Material:
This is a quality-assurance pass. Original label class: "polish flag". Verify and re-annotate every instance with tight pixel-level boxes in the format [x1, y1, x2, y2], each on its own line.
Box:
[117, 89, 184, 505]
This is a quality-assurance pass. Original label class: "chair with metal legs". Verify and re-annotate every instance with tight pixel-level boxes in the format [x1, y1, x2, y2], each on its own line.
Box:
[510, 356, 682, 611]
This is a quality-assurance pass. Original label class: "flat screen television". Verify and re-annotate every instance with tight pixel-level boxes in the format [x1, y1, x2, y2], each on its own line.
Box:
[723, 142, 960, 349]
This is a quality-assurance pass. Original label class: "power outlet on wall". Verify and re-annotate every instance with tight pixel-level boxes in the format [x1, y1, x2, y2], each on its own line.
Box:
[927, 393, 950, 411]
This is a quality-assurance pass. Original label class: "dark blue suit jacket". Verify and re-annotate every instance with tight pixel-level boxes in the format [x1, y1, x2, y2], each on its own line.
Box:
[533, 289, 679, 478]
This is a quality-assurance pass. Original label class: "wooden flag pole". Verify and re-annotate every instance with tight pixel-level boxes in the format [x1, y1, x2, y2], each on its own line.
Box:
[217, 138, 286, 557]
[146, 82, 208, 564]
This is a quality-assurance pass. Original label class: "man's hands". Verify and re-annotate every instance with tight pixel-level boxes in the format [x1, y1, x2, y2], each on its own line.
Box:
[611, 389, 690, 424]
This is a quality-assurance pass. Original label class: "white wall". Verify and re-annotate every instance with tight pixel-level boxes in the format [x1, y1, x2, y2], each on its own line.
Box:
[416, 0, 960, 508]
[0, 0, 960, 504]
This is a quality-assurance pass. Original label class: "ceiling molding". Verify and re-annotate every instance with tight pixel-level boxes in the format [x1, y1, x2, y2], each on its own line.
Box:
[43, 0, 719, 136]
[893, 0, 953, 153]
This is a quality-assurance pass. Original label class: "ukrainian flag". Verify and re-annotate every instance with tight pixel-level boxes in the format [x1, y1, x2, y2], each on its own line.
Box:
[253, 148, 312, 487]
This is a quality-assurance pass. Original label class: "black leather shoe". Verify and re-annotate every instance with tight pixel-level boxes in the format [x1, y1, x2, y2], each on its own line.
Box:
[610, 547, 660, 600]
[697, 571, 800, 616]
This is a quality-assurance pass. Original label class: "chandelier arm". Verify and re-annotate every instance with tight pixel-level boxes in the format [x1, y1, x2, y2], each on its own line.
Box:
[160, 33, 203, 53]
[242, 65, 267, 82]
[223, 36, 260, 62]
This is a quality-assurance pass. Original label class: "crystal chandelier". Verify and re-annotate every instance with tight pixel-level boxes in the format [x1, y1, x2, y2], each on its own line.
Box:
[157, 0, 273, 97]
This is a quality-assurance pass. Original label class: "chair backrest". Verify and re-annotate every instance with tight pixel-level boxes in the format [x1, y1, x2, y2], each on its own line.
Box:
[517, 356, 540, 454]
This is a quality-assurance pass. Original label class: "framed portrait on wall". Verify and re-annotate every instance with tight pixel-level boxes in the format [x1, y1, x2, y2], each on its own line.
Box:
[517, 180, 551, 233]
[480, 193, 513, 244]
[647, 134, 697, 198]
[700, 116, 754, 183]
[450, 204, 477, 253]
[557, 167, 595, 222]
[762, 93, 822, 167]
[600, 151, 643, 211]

The problem: Pull each entry above out of the page and reproduce it word for word, keeping the original order.

Task answer:
This is a quality-assurance pass. Original label class: "polish flag". Verify and re-annotate every instance with tight pixel-level boxes in the format [x1, y1, x2, y2], each on its own line.
Box:
[117, 89, 184, 505]
This is a quality-assurance pass. Original label class: "chair with metal legs". Verify and re-annotate every instance with tight pixel-level boxes in the format [x1, y1, x2, y2], each on its own line.
Box:
[510, 356, 682, 611]
This is a quality-assurance pass. Original label class: "flat screen television". Verify and re-annotate every instance with tight pixel-level boxes in the format [x1, y1, x2, y2], each on its own line.
Box:
[723, 142, 960, 349]
This is a quality-assurance pass. Original label class: "power outlet on wall". Verify and re-annotate every instance with tight pixel-level boxes in the format [x1, y1, x2, y2], each on its own line.
Box:
[927, 393, 950, 411]
This is a quality-assurance pass. Original label class: "dark blue suit jacket". Verify and re-annotate every instance with tight pixel-level boxes in the format [x1, y1, x2, y2], each on its own line.
Box:
[533, 289, 679, 478]
This is a quality-assurance pass. Original label class: "wooden flag pole". Verify and re-annotate every instance with tight pixel-level boxes in the format [x1, y1, x2, y2], each on its own line.
Box:
[217, 138, 286, 557]
[146, 82, 208, 564]
This is a quality-assurance pass. Original label class: "man's hands". Verify and re-annotate every instance with tight pixel-level boxes in the format [x1, y1, x2, y2], each on its own line.
Box:
[611, 389, 690, 424]
This is a quality-assurance pass. Original label class: "white wall". Verify and re-annotate every instance with tight pixel-level boxes in the format [x1, y1, x2, y2], each on its own line.
Box:
[416, 0, 960, 508]
[0, 0, 960, 504]
This is a quality-assurance pass. Original label class: "ceiling molding". Verify and re-annotate every instance with tight pixel-level boxes in the format [x1, y1, x2, y2], each on its own line.
Box:
[43, 0, 719, 136]
[893, 0, 953, 153]
This is a quality-assurance pass. Original label class: "ukrainian flag". Verify and re-annotate every instance with tight pixel-level boxes in the format [x1, y1, x2, y2], each on its own line.
Box:
[253, 148, 312, 487]
This is a quality-assurance pass. Original label class: "black leather shoe". Verify and re-annotate every instance with tight pixel-level boxes in the format [x1, y1, x2, y2], each on its own line.
Box:
[610, 547, 660, 600]
[697, 571, 800, 616]
This is a quality-assurance pass. Original label class: "chandelier arm". Verify and re-annotate every instance with tight pixel-level boxes in the format [x1, y1, x2, y2], each on its own line.
Box:
[160, 33, 203, 53]
[242, 65, 267, 82]
[223, 36, 260, 62]
This is a quality-assurance pass. Original label class: "crystal chandelier". Verify and re-annotate every instance with tight pixel-level boxes in the format [x1, y1, x2, y2], each on its own line.
Box:
[157, 0, 273, 97]
This is a quality-assurance pass. Original label class: "chair backrest". Verify and re-annotate every instance with tight pixel-level boxes in the format [x1, y1, x2, y2], each on its own line.
Box:
[517, 356, 540, 454]
This is a quality-assurance pass. Original label class: "framed portrait on wall". Verify and re-annotate every instance with tight pixel-level boxes in the format [x1, y1, x2, y2], each on its own line.
Box:
[517, 180, 551, 233]
[480, 193, 513, 244]
[647, 134, 697, 198]
[700, 116, 754, 183]
[450, 204, 477, 253]
[557, 167, 595, 222]
[762, 93, 822, 167]
[600, 151, 643, 211]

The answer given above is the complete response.